**TO DO:**
1. From the news item on alleged doctor bribery in Portugal, reproduce the words between "The case first" and "over-prescribe ethical medicines.", inclusive.
2. Summarize the news item on alleged doctor bribery in Portugal in two sentences.

**PASSAGE TO READ:**
Segment Open
16 October 2000 00:00 [Source: ICB]
A Portuguese lawyer who is alleging that multinational and domestic pharmaceutical companies have bribed more than 10 000 doctors in Portugal now fears his case will crumble due to political and economic pressure.
The case first surfaced in February 1998 when the Portuguese state said it was investigating eight multinational and domestic pharmaceutical companies - Bayer, Merck, Sharp & Dome, Rhône-Poulenc, Eurolabor, Tecnimed, Atral-Cipan, Roche and Boehringer Ingelheim - all accused of bribing doctors to over-prescribe ethical medicines.
António Garcia Pereira said this week: 'When this business begun, an important figure told me the German government was very concerned. It warned that what was bad for Bayer was bad for Germany and in turn this was bad for the EU and therefore for Portugal'.
The lawyer went on to suggest strong political and business pressure now means the affair is doomed to wither. 'The drug companies have simply told the government if you give us a hard time we will go elsewhere', he said.
Garcia Pereira is acting for Alfredo Pequito, the former medical sales representative and whistleblower who three years ago alleged Bayer had offered inducements to more than 2500 doctors to prescribe its products. He said doctors allegedly accepted travel gifts, other goods and medical congress expenses as rewards.
Segment Closed
**DATA SHOWN:**
Segment Open
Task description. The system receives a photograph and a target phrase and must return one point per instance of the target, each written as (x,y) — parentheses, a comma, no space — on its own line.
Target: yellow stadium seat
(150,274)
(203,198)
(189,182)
Segment Closed
**ANSWERS PER TASK:**
1.
The case first surfaced in February 1998 when the Portuguese state said it was investigating eight multinational and domestic pharmaceutical companies - Bayer, Merck, Sharp & Dome, Rhône-Poulenc, Eurolabor, Tecnimed, Atral-Cipan, Roche and Boehringer Ingelheim - all accused of bribing doctors to over-prescribe ethical medicines.

2. A Portuguese lawyer, António Garcia Pereira, alleges that multinational and domestic pharmaceutical companies bribed more than 10 000 doctors in Portugal, but he fears political and economic pressure will make the case crumble. He is acting for Alfredo Pequito, a former medical sales representative and whistleblower who alleged that Bayer offered inducements to more than 2500 doctors to prescribe its products.